### Instruções a seguir
Copie integralmente o texto sobre o auxílio às vítimas dos deslizamentos.

### Texto base
▶

Os dois casos foram registrados como mortes acidentais e serão apuradas pelo 4º DP (Zaira). De acordo com a corporação, no momento, investigadores aguardam a entrega de relatórios da Defesa Civil e do IPT (Instituto de Pesquisas Tecnológicas) para dar sequência no inquérito.

 AUXÍLIO-ALUGUEL

De volta ao cargo de prefeito ontem, Atila Jacomussi (PSB) afirmou que o município prestará auxílio às vítimas das tragédias. O chefe do Executivo informou que as 24 famílias que tiveram suas casas interditadas receberão auxílio-aluguel no valor de R$ 400 pelo período de seis meses, prazo que poderá ser estendido por igual período. Além disso, o socialista destacou que a administração presta atendimento a 117 pessoas que, de alguma forma, foram afetadas pelos deslizamentos.

No domingo, 20 pessoas (seis famílias) foram encaminhadas pela Secretaria de Assistência Social da cidade ao Ginásio Poliesportivo Prefeita Berenice Rumiko Endo, na Vila Assis. Ontem, apenas dez pessoas permaneciam no local, após terem optado por abrigo na casa de parentes e amigos.

◀

### Dados de ancoragem de frases
▶

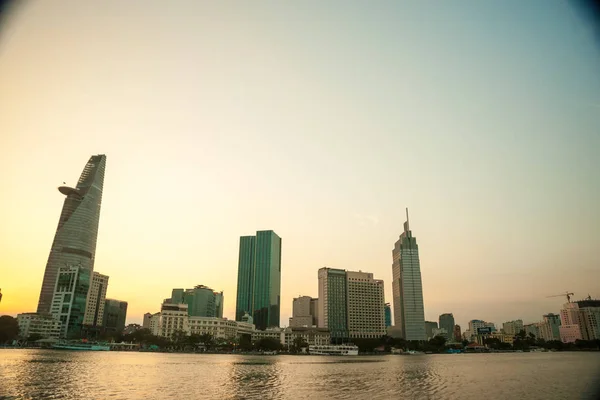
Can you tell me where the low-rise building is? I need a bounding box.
[17,313,61,339]
[188,317,237,339]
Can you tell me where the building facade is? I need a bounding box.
[425,321,438,340]
[235,231,281,329]
[37,155,106,314]
[392,209,427,340]
[170,285,223,318]
[383,303,392,328]
[502,319,523,336]
[346,271,385,339]
[454,325,462,342]
[439,313,454,341]
[318,267,349,341]
[50,265,91,338]
[83,272,108,326]
[17,313,61,339]
[290,296,319,327]
[102,299,127,332]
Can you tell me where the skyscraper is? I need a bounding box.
[170,285,223,318]
[392,208,427,340]
[37,155,106,313]
[383,303,392,328]
[83,272,108,326]
[235,231,281,330]
[319,268,348,341]
[318,268,386,342]
[439,313,454,341]
[50,265,90,338]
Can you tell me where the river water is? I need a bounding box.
[0,349,600,400]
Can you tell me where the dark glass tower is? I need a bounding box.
[235,231,281,330]
[37,155,106,313]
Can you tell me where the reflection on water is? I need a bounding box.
[0,350,600,400]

◀

### Resposta
Os dois casos foram registrados como mortes acidentais e serão apuradas pelo 4º DP (Zaira). De acordo com a corporação, no momento, investigadores aguardam a entrega de relatórios da Defesa Civil e do IPT (Instituto de Pesquisas Tecnológicas) para dar sequência no inquérito.

 AUXÍLIO-ALUGUEL

De volta ao cargo de prefeito ontem, Atila Jacomussi (PSB) afirmou que o município prestará auxílio às vítimas das tragédias. O chefe do Executivo informou que as 24 famílias que tiveram suas casas interditadas receberão auxílio-aluguel no valor de R$ 400 pelo período de seis meses, prazo que poderá ser estendido por igual período. Além disso, o socialista destacou que a administração presta atendimento a 117 pessoas que, de alguma forma, foram afetadas pelos deslizamentos.

No domingo, 20 pessoas (seis famílias) foram encaminhadas pela Secretaria de Assistência Social da cidade ao Ginásio Poliesportivo Prefeita Berenice Rumiko Endo, na Vila Assis. Ontem, apenas dez pessoas permaneciam no local, após terem optado por abrigo na casa de parentes e amigos.